* Written task
Render each line of the records below as one string in a JSON list, omitting any blank lines.

* Listed records
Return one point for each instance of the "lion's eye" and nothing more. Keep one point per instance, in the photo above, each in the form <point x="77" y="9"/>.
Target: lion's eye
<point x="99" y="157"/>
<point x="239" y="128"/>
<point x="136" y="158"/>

* Response for this exercise
[
  "Return one point for each instance of the \"lion's eye\" and nothing more. Keep one point per instance, in the photo above, each in the form <point x=\"77\" y=\"9\"/>.",
  "Target: lion's eye",
  "<point x=\"99\" y=\"157\"/>",
  "<point x=\"239\" y=\"128\"/>",
  "<point x=\"136\" y=\"158\"/>"
]